## ABOUT THIS TASK
Show all lines from the listing below that contain "item".

## DATA LISTING
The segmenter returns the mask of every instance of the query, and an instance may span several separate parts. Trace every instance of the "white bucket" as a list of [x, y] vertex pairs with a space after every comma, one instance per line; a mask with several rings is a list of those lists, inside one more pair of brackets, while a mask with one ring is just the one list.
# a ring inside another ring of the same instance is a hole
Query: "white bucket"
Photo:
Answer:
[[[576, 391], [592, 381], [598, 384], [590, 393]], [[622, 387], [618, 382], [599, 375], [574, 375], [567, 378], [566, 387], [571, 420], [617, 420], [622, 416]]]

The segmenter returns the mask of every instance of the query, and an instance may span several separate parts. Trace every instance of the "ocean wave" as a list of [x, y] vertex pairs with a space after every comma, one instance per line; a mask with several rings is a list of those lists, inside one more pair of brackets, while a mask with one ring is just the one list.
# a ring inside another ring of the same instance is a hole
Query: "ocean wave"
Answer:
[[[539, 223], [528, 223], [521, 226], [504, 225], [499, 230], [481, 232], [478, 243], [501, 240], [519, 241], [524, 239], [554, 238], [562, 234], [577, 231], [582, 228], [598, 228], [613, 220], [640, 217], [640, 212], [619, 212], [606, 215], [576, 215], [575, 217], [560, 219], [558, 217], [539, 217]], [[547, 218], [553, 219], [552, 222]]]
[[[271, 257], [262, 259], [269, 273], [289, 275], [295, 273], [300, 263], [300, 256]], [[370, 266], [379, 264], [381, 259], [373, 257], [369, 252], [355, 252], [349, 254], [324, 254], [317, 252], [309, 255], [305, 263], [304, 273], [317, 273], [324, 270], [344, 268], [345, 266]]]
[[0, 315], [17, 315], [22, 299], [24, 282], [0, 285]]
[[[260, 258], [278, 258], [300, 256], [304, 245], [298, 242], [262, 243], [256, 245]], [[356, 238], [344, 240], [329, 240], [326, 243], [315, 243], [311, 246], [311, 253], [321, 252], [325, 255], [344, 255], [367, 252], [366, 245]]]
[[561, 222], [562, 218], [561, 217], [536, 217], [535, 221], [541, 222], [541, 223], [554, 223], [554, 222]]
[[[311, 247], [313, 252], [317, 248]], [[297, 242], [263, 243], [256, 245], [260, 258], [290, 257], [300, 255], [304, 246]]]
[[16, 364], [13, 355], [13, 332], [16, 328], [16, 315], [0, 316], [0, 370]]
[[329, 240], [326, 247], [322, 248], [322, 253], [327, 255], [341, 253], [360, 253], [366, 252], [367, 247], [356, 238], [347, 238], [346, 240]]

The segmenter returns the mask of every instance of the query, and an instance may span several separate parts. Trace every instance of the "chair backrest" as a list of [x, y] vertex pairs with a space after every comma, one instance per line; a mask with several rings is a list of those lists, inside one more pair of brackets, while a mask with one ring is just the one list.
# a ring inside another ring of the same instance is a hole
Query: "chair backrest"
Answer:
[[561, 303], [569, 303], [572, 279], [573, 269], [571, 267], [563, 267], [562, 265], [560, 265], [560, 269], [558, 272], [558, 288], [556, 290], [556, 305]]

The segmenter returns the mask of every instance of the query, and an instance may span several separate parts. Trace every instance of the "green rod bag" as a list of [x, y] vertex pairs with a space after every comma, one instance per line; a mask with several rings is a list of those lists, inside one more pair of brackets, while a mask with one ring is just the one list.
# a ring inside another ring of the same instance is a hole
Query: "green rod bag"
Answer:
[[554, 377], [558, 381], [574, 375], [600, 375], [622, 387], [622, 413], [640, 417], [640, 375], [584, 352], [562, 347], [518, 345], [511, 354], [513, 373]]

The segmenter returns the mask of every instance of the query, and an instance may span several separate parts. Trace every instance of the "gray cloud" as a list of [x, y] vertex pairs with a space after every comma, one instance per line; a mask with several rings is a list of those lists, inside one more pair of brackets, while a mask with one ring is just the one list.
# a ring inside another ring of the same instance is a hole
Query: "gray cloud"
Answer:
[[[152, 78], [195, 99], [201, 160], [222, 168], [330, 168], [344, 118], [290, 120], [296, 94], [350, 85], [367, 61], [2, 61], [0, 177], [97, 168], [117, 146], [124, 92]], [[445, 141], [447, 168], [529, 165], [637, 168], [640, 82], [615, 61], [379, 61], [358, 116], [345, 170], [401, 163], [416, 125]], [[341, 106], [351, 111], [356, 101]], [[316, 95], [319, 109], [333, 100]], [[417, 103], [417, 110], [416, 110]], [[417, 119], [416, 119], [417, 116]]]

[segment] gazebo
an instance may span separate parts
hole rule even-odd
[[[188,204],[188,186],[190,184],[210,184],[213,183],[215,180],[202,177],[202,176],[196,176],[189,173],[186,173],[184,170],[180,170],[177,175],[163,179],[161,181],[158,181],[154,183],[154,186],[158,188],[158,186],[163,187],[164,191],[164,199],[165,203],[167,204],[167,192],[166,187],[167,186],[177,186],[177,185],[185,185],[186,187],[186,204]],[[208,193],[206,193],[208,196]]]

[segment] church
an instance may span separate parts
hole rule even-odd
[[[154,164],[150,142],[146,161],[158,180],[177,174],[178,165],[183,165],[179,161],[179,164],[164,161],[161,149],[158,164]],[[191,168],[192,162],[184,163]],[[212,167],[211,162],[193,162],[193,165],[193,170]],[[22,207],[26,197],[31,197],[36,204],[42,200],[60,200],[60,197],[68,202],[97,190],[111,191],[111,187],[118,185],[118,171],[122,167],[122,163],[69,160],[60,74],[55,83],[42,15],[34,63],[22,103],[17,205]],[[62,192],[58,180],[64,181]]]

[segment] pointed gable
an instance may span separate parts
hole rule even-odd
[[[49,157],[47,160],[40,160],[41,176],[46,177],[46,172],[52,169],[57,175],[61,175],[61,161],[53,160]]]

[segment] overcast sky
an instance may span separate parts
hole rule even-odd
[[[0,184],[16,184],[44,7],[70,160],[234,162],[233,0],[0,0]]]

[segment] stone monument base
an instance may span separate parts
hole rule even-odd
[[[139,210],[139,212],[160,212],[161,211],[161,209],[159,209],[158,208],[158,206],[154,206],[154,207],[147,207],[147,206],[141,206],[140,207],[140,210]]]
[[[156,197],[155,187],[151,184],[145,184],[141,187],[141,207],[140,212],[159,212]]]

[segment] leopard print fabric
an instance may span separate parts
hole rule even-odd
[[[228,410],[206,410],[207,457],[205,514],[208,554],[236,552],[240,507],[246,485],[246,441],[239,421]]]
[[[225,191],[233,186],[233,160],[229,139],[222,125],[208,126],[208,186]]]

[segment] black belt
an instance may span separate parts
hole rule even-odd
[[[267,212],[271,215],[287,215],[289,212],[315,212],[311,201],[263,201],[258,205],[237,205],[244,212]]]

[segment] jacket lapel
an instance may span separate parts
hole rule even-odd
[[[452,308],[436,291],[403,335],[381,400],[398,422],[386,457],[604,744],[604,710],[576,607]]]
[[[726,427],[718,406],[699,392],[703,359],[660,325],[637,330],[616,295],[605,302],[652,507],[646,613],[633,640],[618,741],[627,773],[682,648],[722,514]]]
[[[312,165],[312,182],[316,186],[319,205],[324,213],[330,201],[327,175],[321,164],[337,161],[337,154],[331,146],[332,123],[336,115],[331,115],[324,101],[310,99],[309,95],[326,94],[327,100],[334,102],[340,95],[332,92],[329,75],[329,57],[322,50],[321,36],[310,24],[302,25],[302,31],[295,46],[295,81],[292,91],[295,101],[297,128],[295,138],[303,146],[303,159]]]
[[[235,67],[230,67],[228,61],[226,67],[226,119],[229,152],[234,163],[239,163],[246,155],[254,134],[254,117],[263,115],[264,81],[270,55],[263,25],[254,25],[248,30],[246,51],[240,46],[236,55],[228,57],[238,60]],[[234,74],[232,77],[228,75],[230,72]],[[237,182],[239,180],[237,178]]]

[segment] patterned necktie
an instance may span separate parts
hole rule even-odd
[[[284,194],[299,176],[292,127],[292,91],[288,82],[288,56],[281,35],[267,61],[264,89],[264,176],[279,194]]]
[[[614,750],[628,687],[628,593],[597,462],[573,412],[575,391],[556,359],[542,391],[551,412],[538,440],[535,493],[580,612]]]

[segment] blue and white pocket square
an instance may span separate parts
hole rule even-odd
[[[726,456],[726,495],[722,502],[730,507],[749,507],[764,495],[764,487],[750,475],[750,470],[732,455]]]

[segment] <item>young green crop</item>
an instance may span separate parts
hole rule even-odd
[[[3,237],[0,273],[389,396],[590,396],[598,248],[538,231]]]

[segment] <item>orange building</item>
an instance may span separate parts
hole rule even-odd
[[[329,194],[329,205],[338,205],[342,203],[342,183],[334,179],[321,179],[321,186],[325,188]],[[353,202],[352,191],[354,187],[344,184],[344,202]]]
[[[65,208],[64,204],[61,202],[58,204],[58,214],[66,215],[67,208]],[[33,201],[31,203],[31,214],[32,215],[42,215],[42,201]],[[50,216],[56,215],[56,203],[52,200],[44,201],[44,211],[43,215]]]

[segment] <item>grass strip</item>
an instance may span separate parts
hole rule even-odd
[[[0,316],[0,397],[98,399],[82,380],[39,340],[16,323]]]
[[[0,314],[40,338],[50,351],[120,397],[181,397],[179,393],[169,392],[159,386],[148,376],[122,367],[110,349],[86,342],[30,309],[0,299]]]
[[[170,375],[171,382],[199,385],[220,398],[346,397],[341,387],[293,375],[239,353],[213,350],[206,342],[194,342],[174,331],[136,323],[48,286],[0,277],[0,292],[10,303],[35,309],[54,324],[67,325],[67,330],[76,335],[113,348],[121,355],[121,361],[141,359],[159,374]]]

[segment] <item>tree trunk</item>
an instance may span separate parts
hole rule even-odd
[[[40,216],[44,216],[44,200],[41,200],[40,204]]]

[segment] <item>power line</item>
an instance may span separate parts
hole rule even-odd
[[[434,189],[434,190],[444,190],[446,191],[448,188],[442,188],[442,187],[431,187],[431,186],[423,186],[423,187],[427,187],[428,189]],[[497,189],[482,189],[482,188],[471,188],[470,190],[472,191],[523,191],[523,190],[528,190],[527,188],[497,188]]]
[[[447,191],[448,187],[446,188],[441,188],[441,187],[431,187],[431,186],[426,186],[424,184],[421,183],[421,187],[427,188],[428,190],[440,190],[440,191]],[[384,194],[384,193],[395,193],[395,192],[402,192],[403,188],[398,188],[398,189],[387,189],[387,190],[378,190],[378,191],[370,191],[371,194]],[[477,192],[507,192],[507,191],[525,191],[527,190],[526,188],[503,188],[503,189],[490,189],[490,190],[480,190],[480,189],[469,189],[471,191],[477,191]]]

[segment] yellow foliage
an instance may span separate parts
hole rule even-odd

## SOLUTION TO THIS EXERCISE
[segment] <item>young green crop</item>
[segment] <item>orange building</item>
[segment] <item>grass strip</item>
[segment] <item>tree trunk</item>
[segment] <item>power line</item>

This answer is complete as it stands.